[Rows contained in a dataset]
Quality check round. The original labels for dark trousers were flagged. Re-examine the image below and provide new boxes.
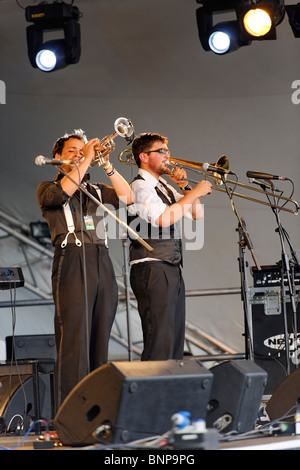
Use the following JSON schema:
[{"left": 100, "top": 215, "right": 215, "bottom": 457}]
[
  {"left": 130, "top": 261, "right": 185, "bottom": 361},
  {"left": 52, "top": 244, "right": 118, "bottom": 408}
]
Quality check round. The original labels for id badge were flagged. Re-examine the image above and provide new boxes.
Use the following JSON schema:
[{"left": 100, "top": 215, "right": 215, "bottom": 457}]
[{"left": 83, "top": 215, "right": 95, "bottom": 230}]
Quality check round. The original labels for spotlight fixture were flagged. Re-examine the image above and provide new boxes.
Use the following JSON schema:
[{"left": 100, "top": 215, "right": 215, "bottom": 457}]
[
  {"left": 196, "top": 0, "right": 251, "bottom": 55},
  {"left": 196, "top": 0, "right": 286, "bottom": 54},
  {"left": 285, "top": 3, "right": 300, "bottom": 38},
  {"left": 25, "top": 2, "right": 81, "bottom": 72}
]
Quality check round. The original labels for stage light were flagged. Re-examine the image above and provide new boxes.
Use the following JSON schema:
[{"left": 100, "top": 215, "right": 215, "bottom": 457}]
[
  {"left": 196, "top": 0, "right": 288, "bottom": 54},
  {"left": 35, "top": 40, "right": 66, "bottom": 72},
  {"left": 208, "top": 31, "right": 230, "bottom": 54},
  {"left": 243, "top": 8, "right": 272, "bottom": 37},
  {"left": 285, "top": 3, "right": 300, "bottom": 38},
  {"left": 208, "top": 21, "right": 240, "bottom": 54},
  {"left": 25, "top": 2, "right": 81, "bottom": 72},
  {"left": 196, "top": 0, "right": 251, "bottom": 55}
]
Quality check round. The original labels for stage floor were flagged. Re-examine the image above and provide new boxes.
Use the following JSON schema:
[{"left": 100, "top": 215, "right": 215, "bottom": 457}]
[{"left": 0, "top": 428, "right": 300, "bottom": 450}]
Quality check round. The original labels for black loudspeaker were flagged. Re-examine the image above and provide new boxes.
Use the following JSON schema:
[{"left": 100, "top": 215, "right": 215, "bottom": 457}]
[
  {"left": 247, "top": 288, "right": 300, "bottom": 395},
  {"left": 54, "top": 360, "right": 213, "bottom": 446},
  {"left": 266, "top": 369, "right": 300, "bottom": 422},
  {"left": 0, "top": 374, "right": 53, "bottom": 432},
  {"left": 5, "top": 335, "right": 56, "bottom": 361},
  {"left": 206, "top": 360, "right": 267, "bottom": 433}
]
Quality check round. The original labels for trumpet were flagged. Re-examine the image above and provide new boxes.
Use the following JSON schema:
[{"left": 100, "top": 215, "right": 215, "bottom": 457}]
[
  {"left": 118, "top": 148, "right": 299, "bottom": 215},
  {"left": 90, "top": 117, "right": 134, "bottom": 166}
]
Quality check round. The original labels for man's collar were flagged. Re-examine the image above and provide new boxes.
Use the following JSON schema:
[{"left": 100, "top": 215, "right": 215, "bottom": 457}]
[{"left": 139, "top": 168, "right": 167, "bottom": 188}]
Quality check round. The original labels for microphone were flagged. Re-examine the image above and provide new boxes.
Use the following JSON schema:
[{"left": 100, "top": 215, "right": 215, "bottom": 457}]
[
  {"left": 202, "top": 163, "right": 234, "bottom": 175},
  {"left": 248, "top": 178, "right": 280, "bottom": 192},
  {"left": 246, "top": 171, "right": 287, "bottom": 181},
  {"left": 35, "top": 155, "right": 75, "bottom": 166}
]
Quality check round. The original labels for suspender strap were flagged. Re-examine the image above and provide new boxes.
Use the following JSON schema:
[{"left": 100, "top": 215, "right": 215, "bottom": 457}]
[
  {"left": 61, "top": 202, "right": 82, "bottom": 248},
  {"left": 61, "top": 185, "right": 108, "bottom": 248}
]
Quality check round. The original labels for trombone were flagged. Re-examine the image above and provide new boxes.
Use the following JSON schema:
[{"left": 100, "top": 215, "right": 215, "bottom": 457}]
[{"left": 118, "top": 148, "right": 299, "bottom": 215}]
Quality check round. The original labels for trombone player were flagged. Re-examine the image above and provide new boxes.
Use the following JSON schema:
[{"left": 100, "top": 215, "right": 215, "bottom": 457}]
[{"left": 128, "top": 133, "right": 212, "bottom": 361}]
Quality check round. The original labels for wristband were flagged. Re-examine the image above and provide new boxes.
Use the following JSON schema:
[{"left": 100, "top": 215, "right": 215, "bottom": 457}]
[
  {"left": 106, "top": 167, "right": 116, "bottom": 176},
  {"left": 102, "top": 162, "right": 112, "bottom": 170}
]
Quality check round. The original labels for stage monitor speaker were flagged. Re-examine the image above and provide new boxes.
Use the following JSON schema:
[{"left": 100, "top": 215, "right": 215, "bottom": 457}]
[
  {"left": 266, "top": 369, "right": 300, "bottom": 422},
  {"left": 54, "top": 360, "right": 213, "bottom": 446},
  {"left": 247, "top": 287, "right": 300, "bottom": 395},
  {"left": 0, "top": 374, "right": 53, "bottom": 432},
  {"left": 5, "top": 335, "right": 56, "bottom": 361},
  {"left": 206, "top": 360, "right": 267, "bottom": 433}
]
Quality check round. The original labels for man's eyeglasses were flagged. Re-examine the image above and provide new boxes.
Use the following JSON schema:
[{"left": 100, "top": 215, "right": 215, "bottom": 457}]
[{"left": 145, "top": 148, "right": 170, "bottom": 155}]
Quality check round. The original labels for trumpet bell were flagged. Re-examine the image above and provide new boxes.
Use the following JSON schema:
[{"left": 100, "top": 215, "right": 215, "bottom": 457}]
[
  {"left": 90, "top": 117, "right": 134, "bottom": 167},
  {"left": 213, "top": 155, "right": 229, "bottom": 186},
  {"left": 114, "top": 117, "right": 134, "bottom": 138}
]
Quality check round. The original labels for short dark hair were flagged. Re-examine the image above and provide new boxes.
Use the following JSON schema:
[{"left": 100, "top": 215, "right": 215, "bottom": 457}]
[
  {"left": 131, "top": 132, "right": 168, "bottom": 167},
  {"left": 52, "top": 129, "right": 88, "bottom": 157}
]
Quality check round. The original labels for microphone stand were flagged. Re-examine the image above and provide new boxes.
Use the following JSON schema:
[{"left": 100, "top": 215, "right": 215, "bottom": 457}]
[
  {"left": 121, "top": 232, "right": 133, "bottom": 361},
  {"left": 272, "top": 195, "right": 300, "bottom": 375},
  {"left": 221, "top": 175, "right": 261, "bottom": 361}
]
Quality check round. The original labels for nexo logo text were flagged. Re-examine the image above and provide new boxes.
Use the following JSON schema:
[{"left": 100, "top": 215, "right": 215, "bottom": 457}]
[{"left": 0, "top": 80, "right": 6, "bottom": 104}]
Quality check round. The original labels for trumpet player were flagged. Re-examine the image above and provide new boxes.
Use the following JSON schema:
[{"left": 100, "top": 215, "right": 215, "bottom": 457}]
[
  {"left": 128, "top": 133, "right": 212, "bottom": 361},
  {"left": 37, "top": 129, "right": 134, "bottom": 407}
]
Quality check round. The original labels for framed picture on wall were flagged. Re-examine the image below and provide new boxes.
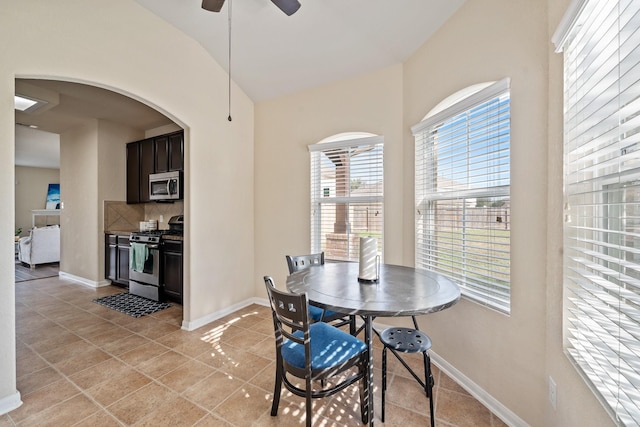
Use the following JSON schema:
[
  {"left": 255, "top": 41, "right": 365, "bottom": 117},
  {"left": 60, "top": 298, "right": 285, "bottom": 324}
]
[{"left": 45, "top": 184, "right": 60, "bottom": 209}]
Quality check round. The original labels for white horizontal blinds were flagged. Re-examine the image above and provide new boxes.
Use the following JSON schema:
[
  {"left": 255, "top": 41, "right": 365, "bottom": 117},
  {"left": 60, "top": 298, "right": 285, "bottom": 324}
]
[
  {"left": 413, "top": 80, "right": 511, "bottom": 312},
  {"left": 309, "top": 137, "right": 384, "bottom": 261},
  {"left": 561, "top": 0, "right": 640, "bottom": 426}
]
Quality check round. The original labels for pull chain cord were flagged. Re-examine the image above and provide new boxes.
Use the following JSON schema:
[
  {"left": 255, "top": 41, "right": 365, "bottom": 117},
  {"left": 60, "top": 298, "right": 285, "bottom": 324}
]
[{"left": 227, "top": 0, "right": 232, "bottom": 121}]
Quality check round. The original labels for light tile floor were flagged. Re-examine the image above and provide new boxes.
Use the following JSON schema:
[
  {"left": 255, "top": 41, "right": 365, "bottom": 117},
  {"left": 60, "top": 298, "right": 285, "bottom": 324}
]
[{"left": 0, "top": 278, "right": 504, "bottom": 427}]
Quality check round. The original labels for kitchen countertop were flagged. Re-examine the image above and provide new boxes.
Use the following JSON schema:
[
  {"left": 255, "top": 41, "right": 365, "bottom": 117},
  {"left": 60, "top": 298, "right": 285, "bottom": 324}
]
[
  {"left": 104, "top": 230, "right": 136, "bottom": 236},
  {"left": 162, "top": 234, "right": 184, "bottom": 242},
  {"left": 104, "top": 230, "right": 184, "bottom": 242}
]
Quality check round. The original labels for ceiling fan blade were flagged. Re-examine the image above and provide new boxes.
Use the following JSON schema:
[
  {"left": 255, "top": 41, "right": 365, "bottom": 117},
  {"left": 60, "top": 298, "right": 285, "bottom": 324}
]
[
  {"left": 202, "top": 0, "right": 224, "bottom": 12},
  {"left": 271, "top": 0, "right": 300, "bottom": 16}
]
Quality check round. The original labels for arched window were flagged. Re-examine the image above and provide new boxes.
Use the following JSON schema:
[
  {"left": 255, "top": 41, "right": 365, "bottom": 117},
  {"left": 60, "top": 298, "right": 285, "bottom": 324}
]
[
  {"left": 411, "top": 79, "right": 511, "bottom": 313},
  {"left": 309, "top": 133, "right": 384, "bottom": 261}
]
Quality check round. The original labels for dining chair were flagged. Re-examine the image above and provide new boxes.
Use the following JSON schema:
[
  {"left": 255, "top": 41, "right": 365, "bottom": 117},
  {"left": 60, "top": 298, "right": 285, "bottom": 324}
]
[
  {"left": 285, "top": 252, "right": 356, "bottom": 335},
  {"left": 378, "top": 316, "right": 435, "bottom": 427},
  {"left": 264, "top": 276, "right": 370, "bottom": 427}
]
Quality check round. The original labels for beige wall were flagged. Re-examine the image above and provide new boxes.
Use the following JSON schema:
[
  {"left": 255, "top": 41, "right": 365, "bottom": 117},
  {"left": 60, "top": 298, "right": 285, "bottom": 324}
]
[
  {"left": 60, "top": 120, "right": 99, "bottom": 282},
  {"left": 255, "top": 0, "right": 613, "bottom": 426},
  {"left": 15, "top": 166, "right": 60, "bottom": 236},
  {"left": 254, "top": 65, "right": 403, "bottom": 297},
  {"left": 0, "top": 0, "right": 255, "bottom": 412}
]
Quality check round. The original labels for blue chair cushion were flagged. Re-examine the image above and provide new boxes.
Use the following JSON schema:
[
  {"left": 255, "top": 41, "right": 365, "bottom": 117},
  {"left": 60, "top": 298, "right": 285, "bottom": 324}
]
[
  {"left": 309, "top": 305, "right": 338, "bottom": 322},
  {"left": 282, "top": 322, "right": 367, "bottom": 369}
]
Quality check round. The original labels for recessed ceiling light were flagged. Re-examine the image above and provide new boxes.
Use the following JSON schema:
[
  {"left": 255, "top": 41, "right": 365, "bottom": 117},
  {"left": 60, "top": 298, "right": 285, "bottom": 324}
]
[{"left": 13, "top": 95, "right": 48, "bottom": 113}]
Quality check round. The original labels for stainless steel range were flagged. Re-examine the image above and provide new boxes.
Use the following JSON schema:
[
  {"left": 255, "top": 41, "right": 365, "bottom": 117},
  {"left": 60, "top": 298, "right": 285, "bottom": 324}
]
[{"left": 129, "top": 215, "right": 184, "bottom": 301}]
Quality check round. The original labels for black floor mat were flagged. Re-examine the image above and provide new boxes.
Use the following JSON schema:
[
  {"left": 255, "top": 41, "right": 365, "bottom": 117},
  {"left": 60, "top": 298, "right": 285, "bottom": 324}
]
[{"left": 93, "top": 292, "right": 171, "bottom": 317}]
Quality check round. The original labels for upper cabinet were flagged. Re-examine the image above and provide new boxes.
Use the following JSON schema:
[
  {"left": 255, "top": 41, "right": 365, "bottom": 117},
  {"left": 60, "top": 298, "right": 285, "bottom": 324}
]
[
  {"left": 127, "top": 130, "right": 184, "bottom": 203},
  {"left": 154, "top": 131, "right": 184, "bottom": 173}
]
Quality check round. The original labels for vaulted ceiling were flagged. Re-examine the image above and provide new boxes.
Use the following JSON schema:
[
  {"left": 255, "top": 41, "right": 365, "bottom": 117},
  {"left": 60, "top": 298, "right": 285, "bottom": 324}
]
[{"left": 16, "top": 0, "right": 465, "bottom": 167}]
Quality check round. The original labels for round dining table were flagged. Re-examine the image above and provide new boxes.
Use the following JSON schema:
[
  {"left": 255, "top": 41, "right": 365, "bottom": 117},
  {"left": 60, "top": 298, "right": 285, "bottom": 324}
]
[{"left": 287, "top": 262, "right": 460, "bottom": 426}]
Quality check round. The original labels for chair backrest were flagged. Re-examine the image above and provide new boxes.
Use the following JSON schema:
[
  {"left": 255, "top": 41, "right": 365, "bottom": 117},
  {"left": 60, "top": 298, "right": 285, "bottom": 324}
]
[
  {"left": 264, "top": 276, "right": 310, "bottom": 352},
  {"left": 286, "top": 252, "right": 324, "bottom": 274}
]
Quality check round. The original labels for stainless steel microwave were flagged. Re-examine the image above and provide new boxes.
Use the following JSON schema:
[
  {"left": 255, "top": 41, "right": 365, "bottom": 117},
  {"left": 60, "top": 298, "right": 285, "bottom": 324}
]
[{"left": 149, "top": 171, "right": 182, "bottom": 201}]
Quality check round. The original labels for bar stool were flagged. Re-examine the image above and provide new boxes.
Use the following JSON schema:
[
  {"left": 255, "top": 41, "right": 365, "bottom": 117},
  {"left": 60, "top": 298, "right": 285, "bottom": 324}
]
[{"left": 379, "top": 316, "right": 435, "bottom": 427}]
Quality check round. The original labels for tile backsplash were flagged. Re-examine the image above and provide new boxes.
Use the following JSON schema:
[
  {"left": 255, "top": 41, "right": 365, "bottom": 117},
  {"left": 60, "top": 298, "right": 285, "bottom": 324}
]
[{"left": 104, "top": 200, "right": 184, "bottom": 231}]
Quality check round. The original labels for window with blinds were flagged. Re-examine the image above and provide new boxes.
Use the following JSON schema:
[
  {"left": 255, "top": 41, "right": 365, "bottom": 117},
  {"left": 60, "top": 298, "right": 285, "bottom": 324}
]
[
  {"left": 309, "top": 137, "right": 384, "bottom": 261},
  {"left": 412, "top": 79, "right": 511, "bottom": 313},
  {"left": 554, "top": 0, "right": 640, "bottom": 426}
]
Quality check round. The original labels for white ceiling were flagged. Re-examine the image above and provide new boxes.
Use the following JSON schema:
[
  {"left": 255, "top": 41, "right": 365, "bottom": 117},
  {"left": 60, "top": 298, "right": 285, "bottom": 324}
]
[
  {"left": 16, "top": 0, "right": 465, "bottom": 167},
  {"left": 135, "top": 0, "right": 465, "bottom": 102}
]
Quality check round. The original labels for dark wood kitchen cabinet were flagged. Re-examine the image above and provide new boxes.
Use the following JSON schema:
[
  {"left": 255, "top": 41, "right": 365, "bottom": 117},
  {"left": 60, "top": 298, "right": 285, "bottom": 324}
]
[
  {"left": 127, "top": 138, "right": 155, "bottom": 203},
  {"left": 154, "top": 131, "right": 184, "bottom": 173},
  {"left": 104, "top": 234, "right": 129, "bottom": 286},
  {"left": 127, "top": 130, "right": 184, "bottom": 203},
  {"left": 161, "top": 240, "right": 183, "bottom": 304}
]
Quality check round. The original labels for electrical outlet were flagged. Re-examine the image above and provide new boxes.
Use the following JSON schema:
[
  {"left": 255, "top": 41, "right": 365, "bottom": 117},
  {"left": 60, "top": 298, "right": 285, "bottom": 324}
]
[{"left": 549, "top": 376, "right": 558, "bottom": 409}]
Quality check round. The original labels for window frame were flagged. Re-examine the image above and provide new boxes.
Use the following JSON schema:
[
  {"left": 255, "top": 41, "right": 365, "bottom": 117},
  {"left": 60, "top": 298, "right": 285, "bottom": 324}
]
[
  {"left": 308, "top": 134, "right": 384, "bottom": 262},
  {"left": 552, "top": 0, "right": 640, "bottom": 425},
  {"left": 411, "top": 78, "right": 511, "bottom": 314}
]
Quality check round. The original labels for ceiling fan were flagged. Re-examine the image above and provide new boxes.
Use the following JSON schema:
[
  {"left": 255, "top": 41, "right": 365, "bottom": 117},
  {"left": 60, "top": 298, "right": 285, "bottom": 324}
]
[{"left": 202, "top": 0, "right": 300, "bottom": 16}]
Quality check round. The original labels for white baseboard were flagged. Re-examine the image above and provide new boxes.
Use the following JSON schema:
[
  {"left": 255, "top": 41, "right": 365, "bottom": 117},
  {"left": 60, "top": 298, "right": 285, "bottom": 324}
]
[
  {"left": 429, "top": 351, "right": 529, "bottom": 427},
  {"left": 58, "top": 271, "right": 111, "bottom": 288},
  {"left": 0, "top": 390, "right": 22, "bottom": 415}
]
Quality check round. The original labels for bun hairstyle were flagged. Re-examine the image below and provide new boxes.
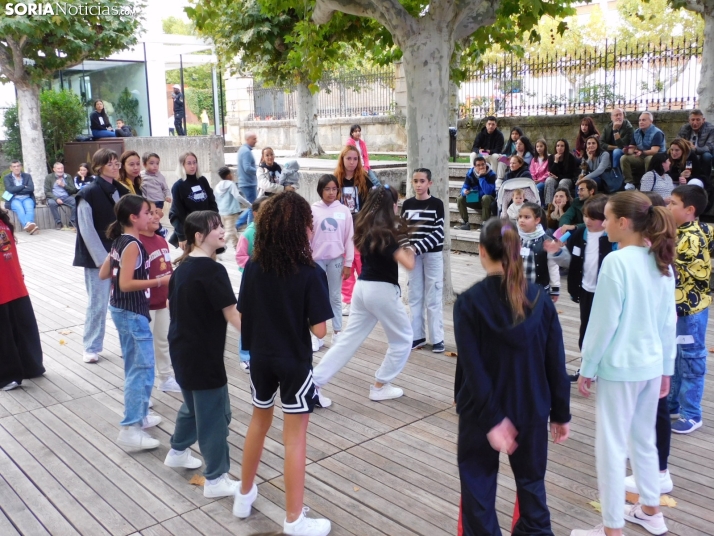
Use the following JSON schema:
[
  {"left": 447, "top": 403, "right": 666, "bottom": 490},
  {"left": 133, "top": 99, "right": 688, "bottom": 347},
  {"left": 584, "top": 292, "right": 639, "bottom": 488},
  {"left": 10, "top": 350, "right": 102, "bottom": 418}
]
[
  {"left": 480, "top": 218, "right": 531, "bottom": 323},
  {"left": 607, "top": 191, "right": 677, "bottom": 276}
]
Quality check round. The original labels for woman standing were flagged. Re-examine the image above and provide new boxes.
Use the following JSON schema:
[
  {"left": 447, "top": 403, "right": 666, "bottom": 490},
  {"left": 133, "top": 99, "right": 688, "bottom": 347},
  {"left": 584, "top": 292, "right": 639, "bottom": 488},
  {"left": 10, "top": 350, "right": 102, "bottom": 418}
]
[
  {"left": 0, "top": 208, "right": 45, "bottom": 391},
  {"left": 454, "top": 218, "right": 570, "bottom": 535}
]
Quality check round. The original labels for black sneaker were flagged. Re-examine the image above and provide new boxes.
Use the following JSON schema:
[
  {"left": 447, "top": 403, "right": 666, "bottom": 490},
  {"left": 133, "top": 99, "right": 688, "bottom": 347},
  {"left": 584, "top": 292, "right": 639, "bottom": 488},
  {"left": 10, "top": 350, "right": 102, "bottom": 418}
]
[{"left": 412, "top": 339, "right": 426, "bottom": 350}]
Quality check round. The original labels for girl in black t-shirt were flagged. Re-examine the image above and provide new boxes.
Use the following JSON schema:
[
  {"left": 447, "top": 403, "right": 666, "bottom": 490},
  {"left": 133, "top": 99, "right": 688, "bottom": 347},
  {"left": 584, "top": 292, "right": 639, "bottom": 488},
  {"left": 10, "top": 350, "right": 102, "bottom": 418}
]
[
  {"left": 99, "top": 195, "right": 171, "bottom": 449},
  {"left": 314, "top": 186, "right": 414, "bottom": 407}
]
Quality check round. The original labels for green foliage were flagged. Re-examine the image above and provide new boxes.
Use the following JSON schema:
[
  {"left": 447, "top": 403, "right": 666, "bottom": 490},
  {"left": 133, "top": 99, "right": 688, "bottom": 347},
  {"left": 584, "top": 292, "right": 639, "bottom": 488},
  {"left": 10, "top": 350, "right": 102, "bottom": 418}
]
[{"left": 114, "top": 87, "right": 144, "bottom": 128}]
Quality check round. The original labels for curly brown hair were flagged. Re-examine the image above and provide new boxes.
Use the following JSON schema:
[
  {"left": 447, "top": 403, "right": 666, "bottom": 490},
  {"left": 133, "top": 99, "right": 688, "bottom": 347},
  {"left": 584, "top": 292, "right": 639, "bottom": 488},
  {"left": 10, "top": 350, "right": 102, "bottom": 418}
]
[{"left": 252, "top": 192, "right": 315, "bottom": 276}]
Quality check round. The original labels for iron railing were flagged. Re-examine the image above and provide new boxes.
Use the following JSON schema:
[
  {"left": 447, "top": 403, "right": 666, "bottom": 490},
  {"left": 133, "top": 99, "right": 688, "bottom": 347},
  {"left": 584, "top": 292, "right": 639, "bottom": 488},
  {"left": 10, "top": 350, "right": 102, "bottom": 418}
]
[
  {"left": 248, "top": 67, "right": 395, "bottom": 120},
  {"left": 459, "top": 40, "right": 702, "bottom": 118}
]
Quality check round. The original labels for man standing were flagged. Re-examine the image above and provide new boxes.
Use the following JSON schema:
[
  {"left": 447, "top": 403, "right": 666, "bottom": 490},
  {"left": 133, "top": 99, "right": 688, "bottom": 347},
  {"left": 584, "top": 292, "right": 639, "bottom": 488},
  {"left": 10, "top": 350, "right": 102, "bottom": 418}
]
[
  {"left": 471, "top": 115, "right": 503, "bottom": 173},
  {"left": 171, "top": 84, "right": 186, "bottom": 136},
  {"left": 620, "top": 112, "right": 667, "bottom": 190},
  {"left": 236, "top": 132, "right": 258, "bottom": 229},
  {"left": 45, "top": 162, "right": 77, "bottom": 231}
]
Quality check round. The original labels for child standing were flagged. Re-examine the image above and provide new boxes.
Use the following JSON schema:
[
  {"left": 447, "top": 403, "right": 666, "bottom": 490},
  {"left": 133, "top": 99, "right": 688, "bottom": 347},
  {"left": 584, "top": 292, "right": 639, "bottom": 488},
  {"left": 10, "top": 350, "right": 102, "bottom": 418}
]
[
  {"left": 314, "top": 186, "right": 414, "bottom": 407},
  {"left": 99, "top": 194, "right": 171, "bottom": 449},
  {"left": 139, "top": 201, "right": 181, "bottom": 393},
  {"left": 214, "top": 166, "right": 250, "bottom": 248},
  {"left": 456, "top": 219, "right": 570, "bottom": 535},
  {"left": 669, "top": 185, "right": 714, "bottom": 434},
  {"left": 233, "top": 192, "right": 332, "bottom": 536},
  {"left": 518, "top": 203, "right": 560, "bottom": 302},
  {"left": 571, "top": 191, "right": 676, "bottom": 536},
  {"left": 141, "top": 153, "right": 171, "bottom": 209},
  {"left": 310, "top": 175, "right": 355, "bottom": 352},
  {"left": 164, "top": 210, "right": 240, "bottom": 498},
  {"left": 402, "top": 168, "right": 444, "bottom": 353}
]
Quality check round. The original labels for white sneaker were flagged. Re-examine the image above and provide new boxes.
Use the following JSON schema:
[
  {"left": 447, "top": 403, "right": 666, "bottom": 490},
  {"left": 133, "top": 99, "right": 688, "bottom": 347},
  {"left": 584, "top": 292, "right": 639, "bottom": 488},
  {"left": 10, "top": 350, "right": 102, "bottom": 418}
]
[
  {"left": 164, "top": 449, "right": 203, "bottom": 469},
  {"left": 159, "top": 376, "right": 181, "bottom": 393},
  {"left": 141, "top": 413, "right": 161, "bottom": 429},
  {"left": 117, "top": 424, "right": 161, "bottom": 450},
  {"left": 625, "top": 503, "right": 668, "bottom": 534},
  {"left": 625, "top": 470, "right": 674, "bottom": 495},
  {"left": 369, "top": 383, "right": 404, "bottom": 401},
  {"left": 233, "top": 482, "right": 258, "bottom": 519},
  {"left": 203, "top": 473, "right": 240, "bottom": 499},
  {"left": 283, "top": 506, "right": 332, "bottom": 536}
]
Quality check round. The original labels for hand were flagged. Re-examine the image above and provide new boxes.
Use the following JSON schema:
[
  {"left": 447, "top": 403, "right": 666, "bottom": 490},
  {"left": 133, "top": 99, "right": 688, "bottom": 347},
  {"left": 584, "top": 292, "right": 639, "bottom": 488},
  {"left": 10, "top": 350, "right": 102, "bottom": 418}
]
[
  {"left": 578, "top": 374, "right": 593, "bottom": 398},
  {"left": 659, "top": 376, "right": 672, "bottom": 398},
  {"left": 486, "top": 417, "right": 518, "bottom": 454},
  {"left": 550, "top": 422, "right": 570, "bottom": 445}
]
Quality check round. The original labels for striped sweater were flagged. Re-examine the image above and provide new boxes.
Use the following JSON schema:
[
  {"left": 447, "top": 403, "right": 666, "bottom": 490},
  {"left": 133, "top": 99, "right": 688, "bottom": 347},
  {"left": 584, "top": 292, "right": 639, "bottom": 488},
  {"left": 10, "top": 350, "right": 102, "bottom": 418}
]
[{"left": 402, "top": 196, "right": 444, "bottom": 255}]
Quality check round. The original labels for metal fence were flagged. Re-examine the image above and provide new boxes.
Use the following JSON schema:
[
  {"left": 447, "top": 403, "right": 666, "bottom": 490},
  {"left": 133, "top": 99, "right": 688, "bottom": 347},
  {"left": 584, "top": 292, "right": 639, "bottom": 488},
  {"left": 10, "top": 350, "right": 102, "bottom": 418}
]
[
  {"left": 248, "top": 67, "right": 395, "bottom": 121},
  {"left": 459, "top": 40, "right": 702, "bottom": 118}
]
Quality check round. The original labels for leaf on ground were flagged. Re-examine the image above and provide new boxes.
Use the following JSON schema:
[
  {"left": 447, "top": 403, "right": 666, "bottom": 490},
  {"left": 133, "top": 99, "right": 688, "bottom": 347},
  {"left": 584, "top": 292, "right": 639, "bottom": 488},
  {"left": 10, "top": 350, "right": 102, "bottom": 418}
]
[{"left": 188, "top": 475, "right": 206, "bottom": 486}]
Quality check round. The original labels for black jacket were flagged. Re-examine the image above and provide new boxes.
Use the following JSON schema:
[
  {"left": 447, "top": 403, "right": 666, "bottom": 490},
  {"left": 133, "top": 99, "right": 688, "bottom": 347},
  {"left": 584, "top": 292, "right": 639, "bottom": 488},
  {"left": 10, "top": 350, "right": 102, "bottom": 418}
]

**Exercise:** Please pick out every line in the rows above that contains the string "white", paying attention to case.

**Output for this task:**
Quality check round. The original labels for white horizontal blinds were flagged. Re-examine the image above and provide new boxes.
Quality check round. The original labels for white ceiling were flagged. Re-examine the image above and provide new boxes.
Quality check round. The original labels for white baseboard were flagged. Re-examine the image above and provide new boxes.
Quality check round. The original labels for white sneaker were flagged. Re-examine the image above and provide new boxes.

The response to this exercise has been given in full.